• [Instructions to follow] Give every line back verbatim, dropping all images.
↓
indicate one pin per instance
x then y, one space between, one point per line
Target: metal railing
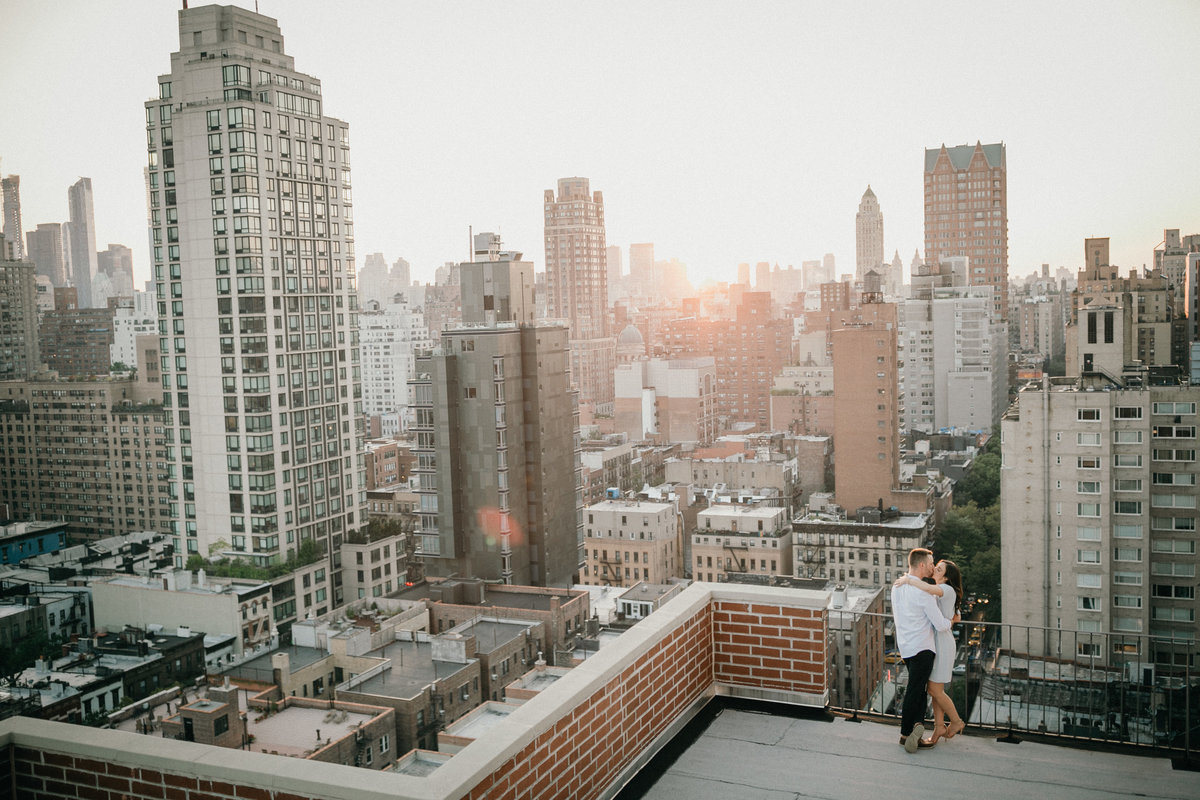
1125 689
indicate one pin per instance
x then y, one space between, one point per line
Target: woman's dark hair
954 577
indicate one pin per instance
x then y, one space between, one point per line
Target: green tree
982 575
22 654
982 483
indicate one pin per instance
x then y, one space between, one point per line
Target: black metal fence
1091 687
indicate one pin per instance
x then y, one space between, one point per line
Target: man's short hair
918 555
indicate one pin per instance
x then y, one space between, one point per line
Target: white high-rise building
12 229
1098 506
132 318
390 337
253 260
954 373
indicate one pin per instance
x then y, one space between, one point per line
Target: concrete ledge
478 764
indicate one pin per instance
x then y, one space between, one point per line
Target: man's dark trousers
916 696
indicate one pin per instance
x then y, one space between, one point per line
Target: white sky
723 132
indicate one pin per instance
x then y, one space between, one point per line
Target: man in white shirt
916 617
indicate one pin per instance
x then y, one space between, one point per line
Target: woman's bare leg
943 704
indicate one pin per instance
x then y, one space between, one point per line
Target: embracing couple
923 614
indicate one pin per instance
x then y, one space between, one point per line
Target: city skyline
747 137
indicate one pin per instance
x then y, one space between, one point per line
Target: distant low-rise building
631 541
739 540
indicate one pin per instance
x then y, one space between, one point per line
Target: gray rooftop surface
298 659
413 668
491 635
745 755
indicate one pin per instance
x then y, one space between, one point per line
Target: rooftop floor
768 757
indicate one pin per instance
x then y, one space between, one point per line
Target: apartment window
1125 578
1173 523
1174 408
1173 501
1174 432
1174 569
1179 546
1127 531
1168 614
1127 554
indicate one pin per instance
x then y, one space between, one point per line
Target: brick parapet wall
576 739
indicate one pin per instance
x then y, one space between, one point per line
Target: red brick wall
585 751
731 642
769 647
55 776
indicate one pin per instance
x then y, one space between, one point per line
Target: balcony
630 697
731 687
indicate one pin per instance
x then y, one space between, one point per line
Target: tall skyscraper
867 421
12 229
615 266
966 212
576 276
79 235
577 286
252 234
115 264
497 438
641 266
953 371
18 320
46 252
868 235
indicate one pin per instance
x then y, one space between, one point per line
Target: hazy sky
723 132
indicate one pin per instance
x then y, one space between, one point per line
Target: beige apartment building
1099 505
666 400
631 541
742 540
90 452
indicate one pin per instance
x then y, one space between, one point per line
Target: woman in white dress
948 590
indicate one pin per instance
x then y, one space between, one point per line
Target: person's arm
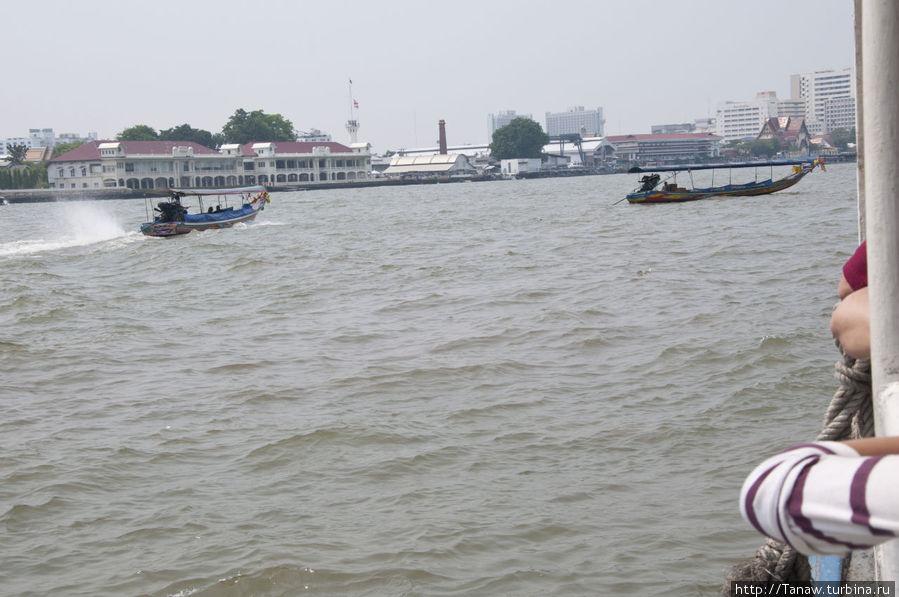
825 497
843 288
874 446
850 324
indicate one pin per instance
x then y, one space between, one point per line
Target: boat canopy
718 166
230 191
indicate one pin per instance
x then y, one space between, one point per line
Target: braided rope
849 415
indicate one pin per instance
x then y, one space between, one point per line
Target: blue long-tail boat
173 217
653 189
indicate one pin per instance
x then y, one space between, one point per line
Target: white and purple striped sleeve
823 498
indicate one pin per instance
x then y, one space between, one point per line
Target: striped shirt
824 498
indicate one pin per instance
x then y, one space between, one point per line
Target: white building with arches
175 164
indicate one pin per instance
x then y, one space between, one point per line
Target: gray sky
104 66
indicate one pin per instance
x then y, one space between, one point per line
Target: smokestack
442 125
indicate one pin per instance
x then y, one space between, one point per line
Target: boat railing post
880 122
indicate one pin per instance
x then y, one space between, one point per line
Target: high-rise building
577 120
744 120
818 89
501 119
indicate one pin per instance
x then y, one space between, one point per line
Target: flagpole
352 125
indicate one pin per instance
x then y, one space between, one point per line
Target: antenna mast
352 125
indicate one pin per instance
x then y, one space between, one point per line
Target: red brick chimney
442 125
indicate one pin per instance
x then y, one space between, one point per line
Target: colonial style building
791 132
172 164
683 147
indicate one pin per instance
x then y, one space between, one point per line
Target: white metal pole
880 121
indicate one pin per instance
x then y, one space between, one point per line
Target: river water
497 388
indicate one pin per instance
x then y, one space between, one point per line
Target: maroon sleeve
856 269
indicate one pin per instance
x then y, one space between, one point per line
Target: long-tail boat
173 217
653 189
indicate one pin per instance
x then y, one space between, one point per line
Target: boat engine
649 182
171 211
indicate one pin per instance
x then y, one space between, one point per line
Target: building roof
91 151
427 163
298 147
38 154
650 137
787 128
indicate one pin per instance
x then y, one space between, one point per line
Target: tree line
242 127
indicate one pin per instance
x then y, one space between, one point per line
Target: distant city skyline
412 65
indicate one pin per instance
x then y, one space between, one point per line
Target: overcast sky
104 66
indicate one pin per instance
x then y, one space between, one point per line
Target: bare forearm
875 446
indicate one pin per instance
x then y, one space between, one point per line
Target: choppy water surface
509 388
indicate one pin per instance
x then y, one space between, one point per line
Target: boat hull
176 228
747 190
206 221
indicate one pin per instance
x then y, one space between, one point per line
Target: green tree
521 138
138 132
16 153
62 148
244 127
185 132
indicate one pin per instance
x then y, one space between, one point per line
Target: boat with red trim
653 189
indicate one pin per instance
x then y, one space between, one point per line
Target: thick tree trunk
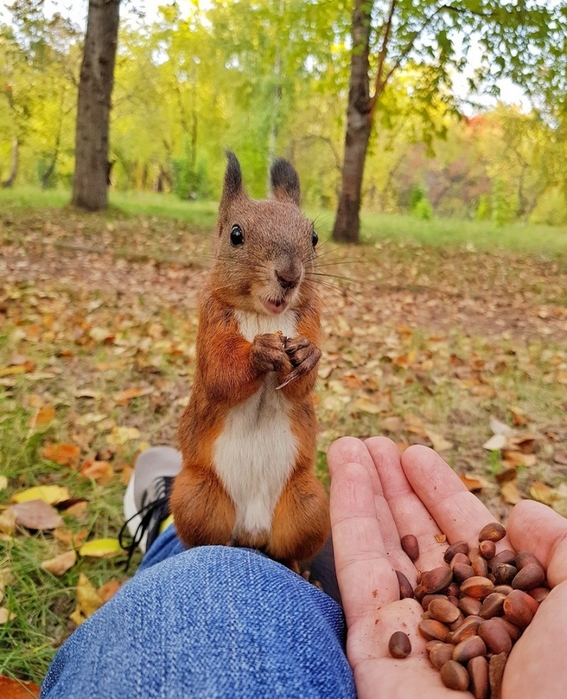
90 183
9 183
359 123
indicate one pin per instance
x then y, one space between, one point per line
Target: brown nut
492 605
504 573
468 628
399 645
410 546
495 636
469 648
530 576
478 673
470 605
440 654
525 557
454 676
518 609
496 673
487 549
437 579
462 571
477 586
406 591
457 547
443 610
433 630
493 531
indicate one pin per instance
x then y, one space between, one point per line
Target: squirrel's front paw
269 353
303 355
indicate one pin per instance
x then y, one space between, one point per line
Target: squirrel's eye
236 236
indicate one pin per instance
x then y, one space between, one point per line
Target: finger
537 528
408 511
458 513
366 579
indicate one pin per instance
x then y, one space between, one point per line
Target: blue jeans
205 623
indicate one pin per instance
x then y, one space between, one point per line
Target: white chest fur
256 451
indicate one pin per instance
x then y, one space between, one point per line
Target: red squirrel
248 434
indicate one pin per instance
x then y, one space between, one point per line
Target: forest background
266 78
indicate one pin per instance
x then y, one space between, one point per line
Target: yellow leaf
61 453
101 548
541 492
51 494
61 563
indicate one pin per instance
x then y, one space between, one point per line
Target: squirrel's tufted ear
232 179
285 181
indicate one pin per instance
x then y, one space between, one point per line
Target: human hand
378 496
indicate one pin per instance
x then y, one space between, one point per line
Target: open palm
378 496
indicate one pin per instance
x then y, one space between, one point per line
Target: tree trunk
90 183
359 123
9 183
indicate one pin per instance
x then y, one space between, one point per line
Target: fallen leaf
↑
• [Answer]
indicate one pin per instance
x then y, one space between, one point per line
Target: metal railing
1125 689
indicate one pin per instance
x then y, one space between, one point per line
Target: woman's dark hair
954 577
indicate one pin per instance
x then y, one space between, one point per line
Target: green tree
982 575
22 654
982 483
indicate one pin per instance
x then y, one space between, one point per line
Target: black metal fence
1091 687
indicate one pin per instance
x then y, one space between, one point per line
Target: man's short hair
918 555
indicate one pin per instance
x then y, one space between, one point per line
Target: white high-rise building
12 229
1098 506
132 318
390 337
253 260
954 373
indicate one pin per instance
x then y, one space between, one point per line
Target: concrete ledge
478 764
indicate one pin per instance
x then y, one space between, one point per line
Target: man's dark trousers
916 696
indicate one pin per instance
x then y, one space between, one point per line
Target: white sky
723 132
indicate one pin per instance
x then y, one space between, one point per line
Target: man in white shirt
916 617
indicate one pin per instance
x then y, one space between, one point per line
Target: woman's bare leg
943 704
indicate one pin per instance
x then y, one space between, one point per line
Target: embracing couple
923 614
indicate one pin per instance
x then y, one space between, one point per line
Target: city skyline
747 137
indicate one pin per instance
x then y, one space between, one point per line
Target: distant low-rise building
631 541
739 540
indicate one pin per instance
x then y, one space between, one point per line
Target: gray rooftop surface
298 659
413 668
491 635
745 755
indicate one pin per instance
x then y, one space between, one point per line
Target: rooftop floor
768 757
indicate one pin per instance
x then y, one space between, one point per line
Target: apartment window
1125 578
1173 523
1174 408
1173 501
1174 432
1174 569
1179 546
1127 531
1168 614
1127 554
indicate one pin per instance
x then y, one space between, one point per line
Target: brick parapet wall
576 739
indicate one pin per instance
x then y, one space between, one point per line
Target: red brick wall
585 751
731 642
769 647
55 776
indicate one pin per instance
x then y, one space between, one point per line
Target: balcony
630 697
731 687
indicate one pin per instance
x then y, one space between, one point per line
Target: tall skyscraper
867 421
12 229
615 266
966 212
576 276
79 235
577 286
252 234
115 264
497 438
641 266
953 371
18 320
46 252
868 235
indicate one pin per instance
x then y, one space between, one point per line
Target: hazy sky
723 132
indicate one pin per instance
x then y, one space between, one point per line
Target: beige apartment building
1099 505
666 400
631 541
742 540
90 452
indicate one pin per instance
x then y, one space between, one point per line
Target: woman in white dress
948 590
indicate one pin per instance
x then y, one space between, one point per line
Target: person's arm
825 497
843 288
874 446
850 324
indicate one pin per instance
x then y, one space between, one point per line
Target: boat canopy
718 166
230 191
indicate one pin per instance
x then y, one space between, one point per line
Target: braided rope
849 415
indicate one pin per instance
x then y, one space between, one point per line
Target: blue long-tail boat
173 217
653 189
indicate one pin per instance
x then y, one space between, one point per line
Target: white and purple striped sleeve
823 498
indicate one pin per instance
x then y, one space between, one point per line
Target: striped shirt
824 498
indicate one pin per instance
x then y, one space between, one point per line
Target: white building with arches
175 164
indicate one pin per instance
x then y, one space between, one point per line
Target: gray sky
104 66
indicate one pin per instance
x then y, one space between, one point per line
Target: smokestack
442 125
indicate one pin per instance
x then y, one space between, one point per line
Target: boat railing post
880 122
indicate one pin per instance
x then y, one space between, one point per line
Target: high-rise building
577 120
744 120
818 89
501 119
indicate one pin per instance
x then y, one space between, one point per line
Target: flagpole
352 125
indicate one pin per instance
x then y, one space between, one point per line
Target: antenna mast
352 125
indicate one pin per instance
x then y, one space between, one point per line
Target: red brick chimney
442 125
indicate one pin per instance
x then y, one space between, one point per line
Target: colonial style building
791 132
172 164
683 147
indicate one pin per instance
x then y, one space between, one point per line
Target: white metal pole
880 121
indicate one pin per instance
x then y, one space between, one point per line
Target: river water
497 388
indicate one pin per instance
x then y, one space between, one point per line
Target: maroon sleeve
856 269
indicate one pin per instance
x then y, one space between, one point per line
Target: long-tail boat
173 217
653 189
indicate one pin per instance
x then y, one space between, one point per line
Target: boat engine
649 182
171 211
indicate one pin per instance
x then y, one space between, one point per line
Target: building roof
91 151
427 163
298 147
38 154
650 137
787 128
indicate one pin per instance
x then y, one space between, one point per line
Target: tree line
242 127
indicate one pin per instance
x then y, one space between, one point per line
Target: distant city skyline
412 65
indicate one pin per instance
x then y, one space between, one point per line
Target: overcast sky
104 66
indicate one pin per instance
x then y, one space between, one point per line
Target: bare forearm
875 446
indicate one pin per instance
x then y, one space between, one point per line
Target: choppy water surface
509 388
indicate one pin per instance
x then y, one space between, one point per line
Target: boat hull
176 228
747 190
206 221
indicate one pin per instance
x then y, one space between, one point per line
Target: green tree
521 138
138 132
16 153
62 148
244 127
185 132
indicate one pin per instance
x then y, one space between, one point per line
Target: boat with red trim
653 189
indicate one pin per instance
x then y, one space between, one point per line
Target: thick tree trunk
90 183
9 183
359 123
indicate one pin per instance
x then y, one space between, one point per line
Target: brown nut
492 605
504 573
468 628
399 645
410 546
495 636
469 648
530 576
478 673
470 605
440 654
525 557
454 676
518 609
496 673
487 549
437 579
462 571
477 586
406 591
457 547
443 610
433 630
493 531
indicate one pin per instance
x then y, one space between, one point per line
Target: squirrel's front paw
269 353
303 355
indicate one pin per instance
x then y, one space between, one point per line
Target: squirrel's eye
236 236
indicate one pin per instance
x then y, one space between, one point per line
Target: finger
537 528
408 511
458 513
366 579
indicate one pin per instance
x then y, one space between, one point per line
Target: blue jeans
205 623
indicate one pin per instance
x then y, one space between, one point per line
Target: white chest fur
256 451
indicate one pin per instance
x then y, one space between, one point per line
Target: red squirrel
248 434
indicate one pin per instance
x then y, one space between, one point per line
Target: forest background
266 78
indicate one pin per instance
x then y, one space between, one point per line
Target: yellow leaf
61 453
101 548
541 492
51 494
61 563
indicate one pin per instance
x then y, one space between, one point per line
Target: squirrel's tufted ear
232 179
285 181
indicate one pin per instance
x then y, one space between, one point per line
Target: human hand
378 496
indicate one pin per instance
x then y, one space between, one point per line
Target: open palm
378 496
indicate one pin per instance
x then y, one space between, one point per line
Target: tree trunk
90 183
359 123
9 183
indicate one pin per instance
x then y, one space between, one point per line
Target: fallen leaf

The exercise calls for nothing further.